### Excerpted passage

He Cheated While I Was Struggling — Is It My Fault?

Dear Diana,

I've been married to my husband for over 20 years. We’ve built a life together, raised kids, and weathered a lot. But this past year has been especially hard for me. I’ve been going through perimenopause, and it’s taken a toll on both my mental health and my sex drive. I’ve felt like a shadow of myself—more anxious, disconnected, and exhausted than I’ve ever been.

A few months ago, I found out that my husband had been unfaithful. It shattered me. He says it “just happened” and that he didn’t mean to hurt me, but I can’t stop wondering what I did wrong. Was it because I’ve been struggling? Was I not enough? Did my changing body or mood drive him away?

I feel humiliated and broken. How do I move forward from this? How do I stop blaming myself?

— Lost and Betrayed

 

 

Dear Lost and Betrayed,

First, let me say this: I see your pain, and I want you to know you’re not alone. What you're navigating—a betrayal in the midst of a personal and physical transformation—is heartbreaking. And it's incredibly important that you hear this clearly:

This is not your fault.

######
### Record extracts

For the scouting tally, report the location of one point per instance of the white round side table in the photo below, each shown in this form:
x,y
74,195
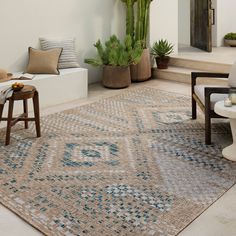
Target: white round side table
x,y
230,112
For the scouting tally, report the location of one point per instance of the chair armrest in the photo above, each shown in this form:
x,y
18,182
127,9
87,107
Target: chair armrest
x,y
195,75
221,90
210,90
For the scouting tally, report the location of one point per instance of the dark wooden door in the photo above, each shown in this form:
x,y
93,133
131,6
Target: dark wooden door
x,y
201,20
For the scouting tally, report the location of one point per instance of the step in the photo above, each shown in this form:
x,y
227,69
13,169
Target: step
x,y
183,75
201,65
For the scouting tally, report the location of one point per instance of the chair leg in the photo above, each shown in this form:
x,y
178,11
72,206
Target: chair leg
x,y
25,104
194,109
9,120
207,128
36,113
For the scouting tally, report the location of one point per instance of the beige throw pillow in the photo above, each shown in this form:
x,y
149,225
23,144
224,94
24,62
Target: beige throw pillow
x,y
43,62
68,58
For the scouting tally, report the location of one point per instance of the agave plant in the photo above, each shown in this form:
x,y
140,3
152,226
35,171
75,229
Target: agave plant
x,y
162,48
116,53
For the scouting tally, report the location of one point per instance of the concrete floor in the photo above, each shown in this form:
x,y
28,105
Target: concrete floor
x,y
218,220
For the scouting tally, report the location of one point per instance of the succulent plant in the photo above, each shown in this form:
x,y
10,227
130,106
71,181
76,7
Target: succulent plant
x,y
162,48
116,53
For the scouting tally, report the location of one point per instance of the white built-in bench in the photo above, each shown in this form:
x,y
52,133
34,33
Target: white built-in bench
x,y
71,84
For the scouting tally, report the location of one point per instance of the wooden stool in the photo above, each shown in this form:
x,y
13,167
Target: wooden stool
x,y
24,94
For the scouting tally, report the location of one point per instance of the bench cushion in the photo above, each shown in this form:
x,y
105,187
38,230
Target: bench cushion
x,y
71,84
200,92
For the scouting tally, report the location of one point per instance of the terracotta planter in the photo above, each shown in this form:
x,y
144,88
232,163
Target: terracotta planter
x,y
116,77
162,62
142,71
230,42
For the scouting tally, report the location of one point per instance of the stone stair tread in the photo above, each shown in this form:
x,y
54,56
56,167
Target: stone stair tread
x,y
183,70
205,60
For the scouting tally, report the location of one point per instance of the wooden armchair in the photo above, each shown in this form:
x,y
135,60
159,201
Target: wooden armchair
x,y
206,96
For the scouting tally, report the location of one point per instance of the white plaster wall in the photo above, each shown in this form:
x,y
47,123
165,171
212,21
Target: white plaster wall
x,y
164,21
184,21
214,27
23,22
225,19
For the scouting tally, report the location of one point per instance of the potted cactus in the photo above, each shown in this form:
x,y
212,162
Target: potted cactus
x,y
161,50
142,70
116,58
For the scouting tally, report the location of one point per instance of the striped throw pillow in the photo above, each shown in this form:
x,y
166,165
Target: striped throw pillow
x,y
68,57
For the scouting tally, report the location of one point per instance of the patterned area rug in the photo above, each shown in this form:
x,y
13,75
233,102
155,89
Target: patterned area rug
x,y
133,164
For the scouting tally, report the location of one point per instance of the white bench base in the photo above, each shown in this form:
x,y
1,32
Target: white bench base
x,y
71,84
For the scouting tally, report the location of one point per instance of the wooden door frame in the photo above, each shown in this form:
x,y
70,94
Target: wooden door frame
x,y
209,25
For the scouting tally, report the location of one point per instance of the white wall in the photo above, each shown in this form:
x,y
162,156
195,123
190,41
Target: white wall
x,y
164,21
225,19
23,22
184,21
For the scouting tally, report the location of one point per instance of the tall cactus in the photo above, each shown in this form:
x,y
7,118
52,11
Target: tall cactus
x,y
142,24
130,18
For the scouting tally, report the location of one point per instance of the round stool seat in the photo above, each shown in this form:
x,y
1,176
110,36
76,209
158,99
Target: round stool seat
x,y
25,93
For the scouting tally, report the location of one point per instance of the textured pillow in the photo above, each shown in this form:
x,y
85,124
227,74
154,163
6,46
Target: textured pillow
x,y
43,62
68,57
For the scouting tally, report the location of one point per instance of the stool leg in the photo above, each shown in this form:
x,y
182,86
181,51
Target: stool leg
x,y
1,110
9,120
25,104
36,113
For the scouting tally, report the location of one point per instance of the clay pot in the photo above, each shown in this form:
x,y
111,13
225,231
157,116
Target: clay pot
x,y
162,62
116,77
142,70
230,42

######

Update the stretch of the advice letter from "A few months" through "drive him away?" by replacing "shattered" with "devastated".

▶ [Exercise response]
A few months ago, I found out that my husband had been unfaithful. It devastated me. He says it “just happened” and that he didn’t mean to hurt me, but I can’t stop wondering what I did wrong. Was it because I’ve been struggling? Was I not enough? Did my changing body or mood drive him away?